Dataset excerpts:
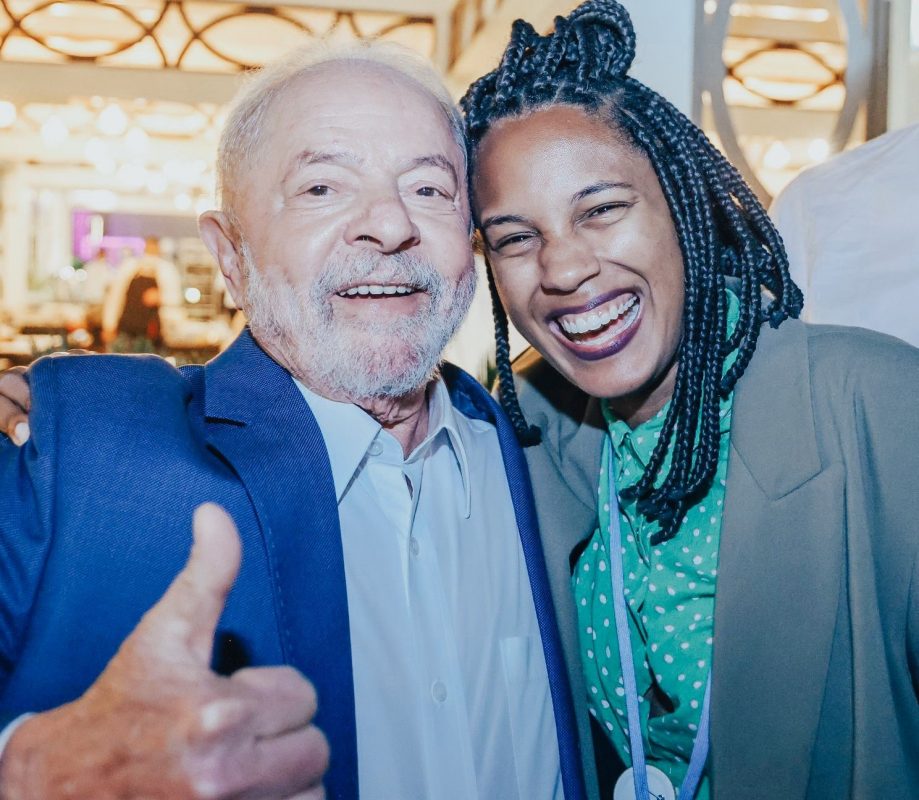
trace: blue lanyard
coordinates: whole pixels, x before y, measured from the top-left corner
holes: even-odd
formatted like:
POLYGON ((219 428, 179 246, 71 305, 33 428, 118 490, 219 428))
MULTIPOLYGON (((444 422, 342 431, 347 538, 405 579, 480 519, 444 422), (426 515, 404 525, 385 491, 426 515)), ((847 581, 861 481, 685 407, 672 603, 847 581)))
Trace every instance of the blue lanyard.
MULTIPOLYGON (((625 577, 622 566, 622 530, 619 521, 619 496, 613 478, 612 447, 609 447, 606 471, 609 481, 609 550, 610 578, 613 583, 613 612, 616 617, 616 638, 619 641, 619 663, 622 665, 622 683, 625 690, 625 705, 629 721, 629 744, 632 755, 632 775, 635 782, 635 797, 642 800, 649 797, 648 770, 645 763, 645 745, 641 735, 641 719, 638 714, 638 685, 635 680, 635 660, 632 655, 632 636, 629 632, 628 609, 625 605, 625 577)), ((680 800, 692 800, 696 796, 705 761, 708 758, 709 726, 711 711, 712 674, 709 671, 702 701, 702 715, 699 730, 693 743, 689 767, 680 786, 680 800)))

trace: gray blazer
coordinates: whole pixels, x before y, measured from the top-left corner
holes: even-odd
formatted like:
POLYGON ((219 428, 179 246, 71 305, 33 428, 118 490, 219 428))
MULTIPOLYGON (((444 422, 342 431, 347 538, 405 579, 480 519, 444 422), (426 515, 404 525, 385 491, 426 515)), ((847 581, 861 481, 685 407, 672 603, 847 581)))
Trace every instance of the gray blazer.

* BRIEF *
This exercise requires the lines of the entries containing the string "gray".

* EXERCISE RESULT *
trace: gray blazer
Trace every instance of the gray blazer.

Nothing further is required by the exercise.